EXTRACT —

►

- Type: Mental health and community health trust
- Headquarters: Hollins Park Hospital, Winwick
- Region served: North West England
- Chair: Helen Bellairs
- Chief executive: Simon Barber
- Website: www.nwbh.nhs.uk

= North West Boroughs Healthcare NHS Foundation Trust =

NHS mental health trust

North West Boroughs Healthcare NHS Foundation Trust was an NHS foundation trust which provided mental health, learning disability and community health services in fifteen boroughs of North West England. The Trust delivered mental health and learning disability services in Halton, Knowsley, St Helens, Warrington and Wigan, as well as community-based physical health services in Halton, Knowsley, St Helens and Sefton. It also provided services to improve outcomes for people with mental vulnerabilities within the criminal justice system across Greater Manchester, working in partnership with Mitie Care and Custody and Cheshire and Greater Manchester Community Rehabilitation Company.

◄

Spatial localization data

►

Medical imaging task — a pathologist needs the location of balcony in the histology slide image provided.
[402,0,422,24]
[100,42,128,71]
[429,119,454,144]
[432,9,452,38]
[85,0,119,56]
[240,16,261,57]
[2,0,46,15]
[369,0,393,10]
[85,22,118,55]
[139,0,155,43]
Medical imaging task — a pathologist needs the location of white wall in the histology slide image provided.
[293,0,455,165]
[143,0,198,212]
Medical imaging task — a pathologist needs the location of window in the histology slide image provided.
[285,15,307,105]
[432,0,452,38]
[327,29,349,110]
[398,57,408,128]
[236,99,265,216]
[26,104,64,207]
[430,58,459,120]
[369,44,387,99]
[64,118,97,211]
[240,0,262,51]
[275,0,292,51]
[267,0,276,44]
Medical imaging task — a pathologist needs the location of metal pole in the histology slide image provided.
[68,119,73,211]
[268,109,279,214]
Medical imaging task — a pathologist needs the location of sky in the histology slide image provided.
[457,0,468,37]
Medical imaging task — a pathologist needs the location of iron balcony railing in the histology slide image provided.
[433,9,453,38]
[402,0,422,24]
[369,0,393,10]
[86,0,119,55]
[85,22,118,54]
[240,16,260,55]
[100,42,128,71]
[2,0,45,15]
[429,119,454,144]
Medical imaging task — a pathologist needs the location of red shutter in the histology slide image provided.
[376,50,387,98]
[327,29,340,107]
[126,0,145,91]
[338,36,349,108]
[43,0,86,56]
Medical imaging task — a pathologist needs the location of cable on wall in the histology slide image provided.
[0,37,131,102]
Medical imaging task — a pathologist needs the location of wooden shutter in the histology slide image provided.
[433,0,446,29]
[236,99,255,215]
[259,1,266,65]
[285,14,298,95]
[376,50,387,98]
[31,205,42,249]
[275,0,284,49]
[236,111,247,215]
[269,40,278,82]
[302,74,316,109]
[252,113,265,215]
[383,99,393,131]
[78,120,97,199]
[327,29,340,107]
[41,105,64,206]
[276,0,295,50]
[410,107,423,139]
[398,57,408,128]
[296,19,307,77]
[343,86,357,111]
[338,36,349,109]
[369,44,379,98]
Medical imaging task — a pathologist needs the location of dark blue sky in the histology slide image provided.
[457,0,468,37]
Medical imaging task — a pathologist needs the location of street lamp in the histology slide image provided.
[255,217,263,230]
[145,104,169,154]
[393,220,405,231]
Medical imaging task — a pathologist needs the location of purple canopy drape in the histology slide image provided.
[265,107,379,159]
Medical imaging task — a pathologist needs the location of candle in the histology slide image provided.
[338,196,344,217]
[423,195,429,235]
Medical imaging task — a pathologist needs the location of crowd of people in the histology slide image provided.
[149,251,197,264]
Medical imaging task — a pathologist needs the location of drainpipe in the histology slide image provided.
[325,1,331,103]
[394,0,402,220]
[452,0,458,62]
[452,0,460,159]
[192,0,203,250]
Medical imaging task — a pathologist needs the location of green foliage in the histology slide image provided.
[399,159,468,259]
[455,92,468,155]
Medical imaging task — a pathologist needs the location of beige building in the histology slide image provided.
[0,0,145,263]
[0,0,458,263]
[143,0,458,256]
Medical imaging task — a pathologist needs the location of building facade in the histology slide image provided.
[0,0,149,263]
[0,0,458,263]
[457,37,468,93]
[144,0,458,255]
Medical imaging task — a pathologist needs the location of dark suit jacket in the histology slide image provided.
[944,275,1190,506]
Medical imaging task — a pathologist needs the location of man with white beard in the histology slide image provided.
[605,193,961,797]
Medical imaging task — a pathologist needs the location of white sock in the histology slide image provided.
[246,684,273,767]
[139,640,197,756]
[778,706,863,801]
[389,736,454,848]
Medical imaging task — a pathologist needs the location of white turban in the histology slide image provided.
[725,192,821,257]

◄

YOUR ASSIGNMENT — List every borough where, according to the trust profile, the Trust delivered mental health and learning disability services. The rows have no connection to the trust profile.

EXERCISE RESPONSE — Halton, Knowsley, St Helens, Warrington, Wigan